─── Ausgewählter Text
Laut Zeugenaussagen gab es in den beiden kleinen Orten ebenso viele Untergetauchte wie Einwohner. Darunter waren jüdische Versteckte, Eisenbahnstreikende, Deserteure und junge Männer aus der Gegend, die der Zwangsarbeit entgehen wollten. Es wurden auch Waffen für den Widerstand versteckt.  

Abbegaasterketting lag am Bolswardervaart-Kanal und war schwer zu erreichen, da es keine befestigten Zufahrtswege gab. Die Bewohner hatten außerdem ein ausgeklügeltes Alarmsystem in Betrieb genommen: Mit einer elektrischen Klingel warnten sie sich gegenseitig bei Gefahr, und jede Nacht hielten zwei Versteckte Wache. 

Am 8. Februar 1945, gegen 11.30 Uhr, ertönte die Alarmklingel im Haus der Familie Rijpma. Die Brüder Yp und Gerrit arbeiteten zu diesem Zeitpunkt in der Scheune. 

Als sie nach draußen stürzten, sahen sie viele Menschen, die in Panik davonliefen. So beschlossen die Brüder, in einem Ruderboot die Bolswardervaart hinunterzufahren, die den Weiler in zwei Teile teilt. Sie hofften, sich ein Stück weiter an einer Biegung des Kanals im Schilf in Sicherheit bringen zu können. Unterwegs sammelten sie den Nachbarn Minze van der Veen und eine Person ein, die sich auf der anderen Seite des Kanals versteckt hielt. In der Zwischenzeit hatte das deutsche Militär, unterstützt von Mitgliedern der Landwacht, die Verfolgung aufgenommen und eröffnete das Feuer auf die Flüchtenden. Minze van der Veen wurde am rechten Ellbogen getroffen. Gerrit wurde dreimal getroffen: durch den Körper, in den Rücken und durch die Wangen und Zähne. Da die Besatzer jede Hilfe verweigerten, musste Yp seinen sterbenden Bruder allein zum Boot tragen und ihn zu einem nahe gelegenen Bauernhof bringen. Die Hilfe einer Anwohnerin, die Krankenschwester war, blieb erfolglos. In aller Eile wurde Kaplan Stolwijk aus Blauwhuis herbeigerufen, der Gerrit die letzte Ölung spendete. Kurze Zeit später starb er. Er wurde auf dem katholischen Friedhof in Blauwhuis beigesetzt.
──────
─── Bereitgestelltes Material
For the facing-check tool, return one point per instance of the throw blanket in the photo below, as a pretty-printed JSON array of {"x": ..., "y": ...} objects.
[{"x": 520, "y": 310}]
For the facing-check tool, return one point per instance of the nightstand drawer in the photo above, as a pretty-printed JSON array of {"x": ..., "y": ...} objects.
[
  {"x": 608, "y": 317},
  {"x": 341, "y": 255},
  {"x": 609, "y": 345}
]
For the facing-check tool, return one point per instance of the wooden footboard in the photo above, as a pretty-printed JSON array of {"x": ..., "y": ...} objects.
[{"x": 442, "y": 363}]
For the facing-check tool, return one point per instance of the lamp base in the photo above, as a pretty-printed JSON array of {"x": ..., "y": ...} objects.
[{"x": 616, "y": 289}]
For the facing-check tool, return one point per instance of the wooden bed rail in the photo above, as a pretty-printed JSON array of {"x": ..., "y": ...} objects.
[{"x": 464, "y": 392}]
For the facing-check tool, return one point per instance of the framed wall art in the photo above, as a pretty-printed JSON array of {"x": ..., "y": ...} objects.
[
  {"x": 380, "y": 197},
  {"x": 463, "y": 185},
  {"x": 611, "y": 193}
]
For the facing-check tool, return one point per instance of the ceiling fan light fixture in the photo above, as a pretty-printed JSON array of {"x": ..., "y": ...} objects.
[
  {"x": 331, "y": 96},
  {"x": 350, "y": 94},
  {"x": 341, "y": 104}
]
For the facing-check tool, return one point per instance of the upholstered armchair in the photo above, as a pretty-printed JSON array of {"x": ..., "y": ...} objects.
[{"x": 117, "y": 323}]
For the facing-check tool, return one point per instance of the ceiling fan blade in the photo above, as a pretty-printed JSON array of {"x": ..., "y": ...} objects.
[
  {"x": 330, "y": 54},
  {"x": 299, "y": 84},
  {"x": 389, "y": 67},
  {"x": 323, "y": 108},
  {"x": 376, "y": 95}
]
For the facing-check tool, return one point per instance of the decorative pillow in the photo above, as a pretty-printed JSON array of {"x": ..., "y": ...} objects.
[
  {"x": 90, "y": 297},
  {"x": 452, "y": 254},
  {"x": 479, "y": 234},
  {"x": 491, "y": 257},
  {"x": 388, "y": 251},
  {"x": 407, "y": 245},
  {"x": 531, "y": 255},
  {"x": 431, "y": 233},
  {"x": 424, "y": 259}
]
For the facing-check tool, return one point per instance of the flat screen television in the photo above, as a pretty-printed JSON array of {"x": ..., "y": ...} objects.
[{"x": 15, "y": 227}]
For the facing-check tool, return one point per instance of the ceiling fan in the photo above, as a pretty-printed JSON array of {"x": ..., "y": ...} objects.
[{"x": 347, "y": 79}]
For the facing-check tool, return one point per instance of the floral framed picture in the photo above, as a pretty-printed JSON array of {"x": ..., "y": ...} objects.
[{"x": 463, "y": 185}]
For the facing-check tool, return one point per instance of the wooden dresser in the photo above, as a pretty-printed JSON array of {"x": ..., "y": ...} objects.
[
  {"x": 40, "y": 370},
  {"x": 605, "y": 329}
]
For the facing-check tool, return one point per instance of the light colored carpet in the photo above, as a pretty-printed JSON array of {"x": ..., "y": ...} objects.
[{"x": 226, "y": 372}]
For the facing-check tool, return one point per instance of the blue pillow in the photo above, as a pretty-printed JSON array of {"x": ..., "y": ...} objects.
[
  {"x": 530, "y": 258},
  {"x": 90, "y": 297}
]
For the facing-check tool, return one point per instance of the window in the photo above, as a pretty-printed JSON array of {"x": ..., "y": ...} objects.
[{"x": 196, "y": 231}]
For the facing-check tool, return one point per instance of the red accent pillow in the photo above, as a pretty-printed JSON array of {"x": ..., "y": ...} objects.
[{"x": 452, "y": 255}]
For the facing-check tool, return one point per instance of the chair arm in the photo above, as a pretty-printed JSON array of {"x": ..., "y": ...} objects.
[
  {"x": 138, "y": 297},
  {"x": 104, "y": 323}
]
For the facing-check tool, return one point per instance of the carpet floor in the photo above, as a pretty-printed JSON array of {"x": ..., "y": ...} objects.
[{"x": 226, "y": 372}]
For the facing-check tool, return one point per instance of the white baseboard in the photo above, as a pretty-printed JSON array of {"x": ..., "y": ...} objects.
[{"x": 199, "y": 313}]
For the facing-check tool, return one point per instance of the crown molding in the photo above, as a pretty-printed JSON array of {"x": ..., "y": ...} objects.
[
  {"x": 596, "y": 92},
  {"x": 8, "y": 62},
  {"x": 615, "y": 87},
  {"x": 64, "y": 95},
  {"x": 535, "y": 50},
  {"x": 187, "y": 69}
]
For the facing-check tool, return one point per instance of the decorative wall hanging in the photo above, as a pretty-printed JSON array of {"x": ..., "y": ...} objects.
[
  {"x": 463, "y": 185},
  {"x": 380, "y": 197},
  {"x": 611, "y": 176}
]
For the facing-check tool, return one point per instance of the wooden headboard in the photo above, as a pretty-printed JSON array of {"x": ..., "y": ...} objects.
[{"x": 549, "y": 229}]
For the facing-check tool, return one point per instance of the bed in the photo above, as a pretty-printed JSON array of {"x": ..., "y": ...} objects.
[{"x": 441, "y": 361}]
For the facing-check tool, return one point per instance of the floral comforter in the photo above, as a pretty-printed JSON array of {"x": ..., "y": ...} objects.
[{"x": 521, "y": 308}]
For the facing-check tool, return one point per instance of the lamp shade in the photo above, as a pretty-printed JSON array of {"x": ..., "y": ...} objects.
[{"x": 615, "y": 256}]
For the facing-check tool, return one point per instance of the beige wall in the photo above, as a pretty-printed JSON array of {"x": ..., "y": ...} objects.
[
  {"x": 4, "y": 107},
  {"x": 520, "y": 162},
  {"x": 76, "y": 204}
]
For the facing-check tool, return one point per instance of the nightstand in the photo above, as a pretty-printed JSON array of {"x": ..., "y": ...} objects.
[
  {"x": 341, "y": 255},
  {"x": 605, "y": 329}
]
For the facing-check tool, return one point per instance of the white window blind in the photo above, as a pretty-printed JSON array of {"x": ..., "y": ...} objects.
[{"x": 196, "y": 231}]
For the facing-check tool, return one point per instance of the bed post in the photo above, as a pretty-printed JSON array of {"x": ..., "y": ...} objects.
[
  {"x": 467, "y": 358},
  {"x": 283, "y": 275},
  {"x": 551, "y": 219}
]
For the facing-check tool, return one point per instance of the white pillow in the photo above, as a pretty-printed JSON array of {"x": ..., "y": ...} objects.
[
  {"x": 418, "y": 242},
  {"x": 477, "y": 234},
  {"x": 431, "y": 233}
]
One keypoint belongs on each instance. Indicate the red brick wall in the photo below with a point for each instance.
──────
─── Bereitgestelltes Material
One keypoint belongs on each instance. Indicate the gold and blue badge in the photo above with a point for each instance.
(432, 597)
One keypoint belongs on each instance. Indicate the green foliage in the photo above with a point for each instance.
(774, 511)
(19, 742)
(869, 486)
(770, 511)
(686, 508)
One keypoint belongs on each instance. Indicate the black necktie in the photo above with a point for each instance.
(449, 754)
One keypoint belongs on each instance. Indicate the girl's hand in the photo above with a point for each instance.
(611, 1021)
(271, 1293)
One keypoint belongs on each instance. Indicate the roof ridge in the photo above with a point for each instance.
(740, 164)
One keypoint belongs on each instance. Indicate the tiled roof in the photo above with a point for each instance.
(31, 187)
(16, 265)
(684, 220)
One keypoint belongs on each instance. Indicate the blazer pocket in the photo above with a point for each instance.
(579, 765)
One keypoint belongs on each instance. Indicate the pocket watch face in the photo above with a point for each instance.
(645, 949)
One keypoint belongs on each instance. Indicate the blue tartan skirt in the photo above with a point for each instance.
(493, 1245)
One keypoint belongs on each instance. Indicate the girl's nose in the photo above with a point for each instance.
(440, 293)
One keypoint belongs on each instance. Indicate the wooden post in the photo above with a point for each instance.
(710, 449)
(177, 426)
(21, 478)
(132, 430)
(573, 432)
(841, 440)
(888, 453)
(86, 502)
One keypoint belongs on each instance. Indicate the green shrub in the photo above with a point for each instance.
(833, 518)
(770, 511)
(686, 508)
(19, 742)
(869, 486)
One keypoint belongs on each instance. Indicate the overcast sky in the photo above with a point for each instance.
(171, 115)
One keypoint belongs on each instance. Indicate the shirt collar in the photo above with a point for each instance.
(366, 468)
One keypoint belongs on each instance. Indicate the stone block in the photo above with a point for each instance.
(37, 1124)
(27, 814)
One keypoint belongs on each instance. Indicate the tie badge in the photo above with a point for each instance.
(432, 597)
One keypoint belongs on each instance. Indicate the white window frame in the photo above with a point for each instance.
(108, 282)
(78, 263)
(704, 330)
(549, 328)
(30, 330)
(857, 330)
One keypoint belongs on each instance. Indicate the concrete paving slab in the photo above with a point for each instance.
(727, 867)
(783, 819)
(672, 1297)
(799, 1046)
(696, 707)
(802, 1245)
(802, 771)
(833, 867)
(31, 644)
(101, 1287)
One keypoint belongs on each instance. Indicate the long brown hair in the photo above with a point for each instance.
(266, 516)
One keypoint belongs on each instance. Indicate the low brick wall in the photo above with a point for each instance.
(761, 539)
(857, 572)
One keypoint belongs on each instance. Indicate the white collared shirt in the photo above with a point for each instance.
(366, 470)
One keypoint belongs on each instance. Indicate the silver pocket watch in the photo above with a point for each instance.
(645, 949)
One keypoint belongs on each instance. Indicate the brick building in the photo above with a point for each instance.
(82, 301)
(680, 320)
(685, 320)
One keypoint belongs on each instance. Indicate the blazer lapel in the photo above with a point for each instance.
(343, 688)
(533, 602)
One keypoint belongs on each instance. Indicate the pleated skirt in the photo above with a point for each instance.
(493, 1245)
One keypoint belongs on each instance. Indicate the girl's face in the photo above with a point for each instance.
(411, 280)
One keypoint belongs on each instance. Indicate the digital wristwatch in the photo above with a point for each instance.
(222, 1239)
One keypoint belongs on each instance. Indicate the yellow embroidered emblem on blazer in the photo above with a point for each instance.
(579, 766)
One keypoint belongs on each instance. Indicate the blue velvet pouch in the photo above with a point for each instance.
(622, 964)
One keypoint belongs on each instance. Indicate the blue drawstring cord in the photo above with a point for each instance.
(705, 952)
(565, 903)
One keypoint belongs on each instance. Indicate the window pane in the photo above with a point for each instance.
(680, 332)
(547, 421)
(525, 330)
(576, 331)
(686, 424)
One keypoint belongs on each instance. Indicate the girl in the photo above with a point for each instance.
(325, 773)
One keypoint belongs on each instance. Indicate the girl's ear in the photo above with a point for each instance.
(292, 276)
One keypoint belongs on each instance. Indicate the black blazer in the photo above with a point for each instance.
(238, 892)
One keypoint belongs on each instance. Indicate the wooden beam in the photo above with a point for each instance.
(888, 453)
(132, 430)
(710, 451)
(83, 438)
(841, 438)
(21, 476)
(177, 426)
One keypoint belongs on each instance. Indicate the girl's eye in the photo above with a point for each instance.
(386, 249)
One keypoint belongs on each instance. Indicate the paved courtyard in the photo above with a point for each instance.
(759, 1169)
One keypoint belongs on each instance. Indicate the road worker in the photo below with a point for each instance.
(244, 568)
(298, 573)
──────
Übungsaufgaben
1. Beantworte diese Fragen zum Text über Abbegaasterketting:
(a) Womit warnten sich die Bewohner gegenseitig bei Gefahr?
(b) Wo arbeiteten Yp und Gerrit, als die Alarmklingel ertönte?
(c) Wo wurde Gerrit beigesetzt?
2. Gib einen Abschnitt aus dem Text über Abbegaasterketting wortgetreu aus. Beginne bei den Worten "Laut Zeugenaussagen gab" und höre nach den Worten "den Widerstand versteckt." auf.
3. Führe den Text über Abbegaasterketting nach seinem letzten Satz weiter.
Die Einträge werden für die Aufgaben nicht benötigt.

Lösungen
1.
(a) Mit einer elektrischen Klingel.
(b) In der Scheune.
(c) Auf dem katholischen Friedhof in Blauwhuis.

2.
Laut Zeugenaussagen gab es in den beiden kleinen Orten ebenso viele Untergetauchte wie Einwohner. Darunter waren jüdische Versteckte, Eisenbahnstreikende, Deserteure und junge Männer aus der Gegend, die der Zwangsarbeit entgehen wollten. Es wurden auch Waffen für den Widerstand versteckt.

3.
Der berühmte niederländische Schriftsteller Gerard Reve, der von 1953 bis 1971 neben einer Schwester von Gerrit Rijpma im nahe gelegenen Greonterp wohnte, war von der Geschichte des jüngsten Bruders seiner Nachbarin tief bewegt. Als Hommage an Gerrit schrieb er das Gedicht "Graf te Blauwhuis": 

GRAF TE BLAUWHUIS (für Nachbarin H., in G.) 
Er rannte weg, entkam aber nicht, wurde getroffen und starb im Alter von achtzehn Jahren. Eine kämpferische Inschrift schreit alles heraus, aber aus dem braunen, emaillierten Porträt blickt ein bedrücktes und stilles Gesicht. Noch ein Kind. Lebe wohl, lieber Junge. Du, der Du König bist, dies und jenes, was nicht alles, ja ja, komm einmal darum, Du weißt, warum es so ist, ich nicht. Dein Reich, du weißt es, wird das noch was? 

1983 wurden die sterblichen Überreste von Gerrit Rijpma vom Friedhof Blauwhuis auf das Nationale Ehrenfeld von Loenen überführt.